[INSTRUCTION]
Count the lines in the items below that contain the word "black", and give only that number.

[INFORMATION SHOWN]
◇ ◇ ◇ ◇ ◇ ◇ ◇
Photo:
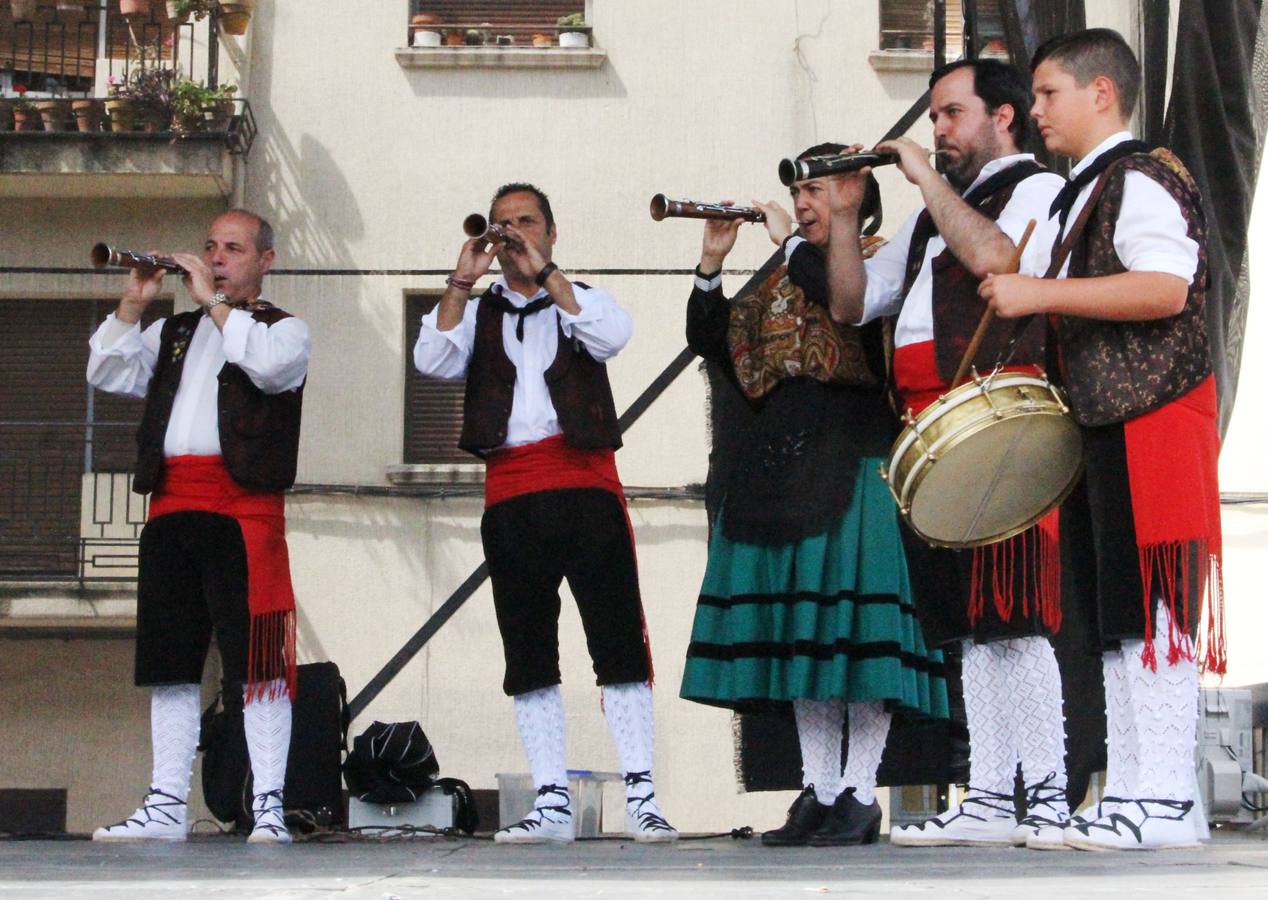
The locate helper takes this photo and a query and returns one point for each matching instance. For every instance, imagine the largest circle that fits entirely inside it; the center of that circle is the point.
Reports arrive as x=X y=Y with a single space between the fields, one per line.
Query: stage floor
◇ ◇ ◇ ◇ ◇ ◇ ◇
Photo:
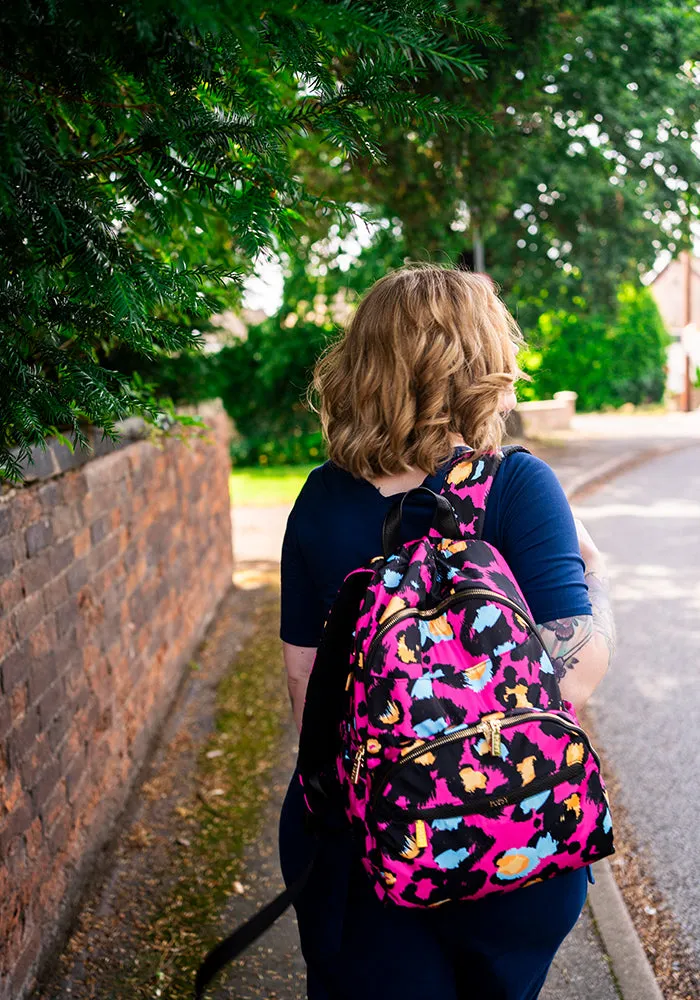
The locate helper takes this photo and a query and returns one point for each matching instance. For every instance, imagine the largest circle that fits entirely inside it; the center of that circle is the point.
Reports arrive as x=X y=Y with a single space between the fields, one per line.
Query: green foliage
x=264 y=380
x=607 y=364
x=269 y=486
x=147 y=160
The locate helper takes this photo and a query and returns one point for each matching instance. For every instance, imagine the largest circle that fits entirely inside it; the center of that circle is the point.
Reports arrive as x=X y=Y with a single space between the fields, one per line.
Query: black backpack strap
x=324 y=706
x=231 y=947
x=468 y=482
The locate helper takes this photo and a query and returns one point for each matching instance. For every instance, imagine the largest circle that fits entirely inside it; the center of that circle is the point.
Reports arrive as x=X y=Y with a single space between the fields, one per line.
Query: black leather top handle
◇ ◇ ◇ ◇ ◇ ◇ ◇
[COMPLETE ANSWER]
2